● JOB:
Count the lines in the entries below that contain the string "positive" and give only that number.
· · ·
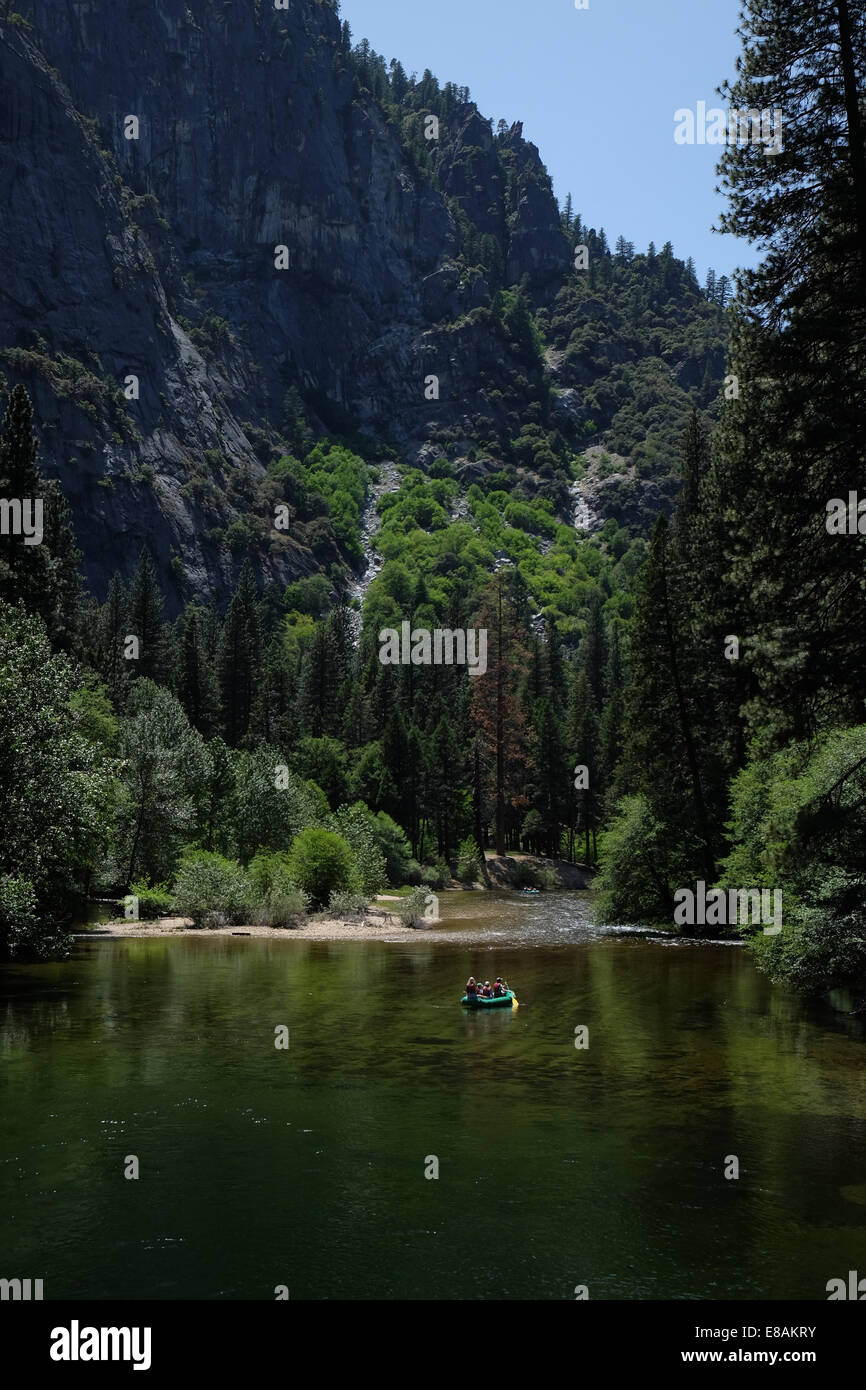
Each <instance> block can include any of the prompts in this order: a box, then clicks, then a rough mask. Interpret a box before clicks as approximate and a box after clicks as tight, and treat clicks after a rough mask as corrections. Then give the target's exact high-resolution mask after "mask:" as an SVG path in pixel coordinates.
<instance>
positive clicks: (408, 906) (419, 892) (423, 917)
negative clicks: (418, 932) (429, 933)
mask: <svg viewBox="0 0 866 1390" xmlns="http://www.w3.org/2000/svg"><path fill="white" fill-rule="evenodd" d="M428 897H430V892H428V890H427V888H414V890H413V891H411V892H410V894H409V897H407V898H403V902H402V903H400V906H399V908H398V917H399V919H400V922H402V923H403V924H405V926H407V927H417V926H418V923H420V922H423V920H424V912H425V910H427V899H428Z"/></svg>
· · ·
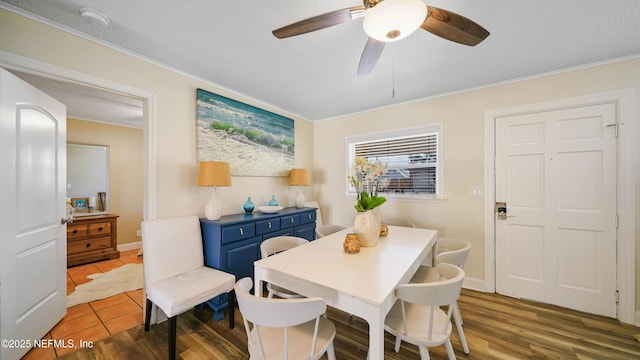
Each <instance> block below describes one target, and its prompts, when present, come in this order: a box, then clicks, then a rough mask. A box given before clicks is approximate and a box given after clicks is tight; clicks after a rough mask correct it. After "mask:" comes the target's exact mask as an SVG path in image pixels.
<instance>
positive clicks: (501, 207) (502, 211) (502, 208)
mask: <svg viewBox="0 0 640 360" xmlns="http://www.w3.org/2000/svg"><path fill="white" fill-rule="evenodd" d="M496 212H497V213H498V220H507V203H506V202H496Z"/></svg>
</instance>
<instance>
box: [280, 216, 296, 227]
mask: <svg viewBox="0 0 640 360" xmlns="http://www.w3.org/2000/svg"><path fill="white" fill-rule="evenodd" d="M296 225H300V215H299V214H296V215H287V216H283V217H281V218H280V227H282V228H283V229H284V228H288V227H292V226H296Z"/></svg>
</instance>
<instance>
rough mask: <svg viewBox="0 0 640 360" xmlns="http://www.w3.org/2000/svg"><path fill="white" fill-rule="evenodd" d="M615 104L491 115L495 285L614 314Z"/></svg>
· · ·
● RESPONSE BELOW:
2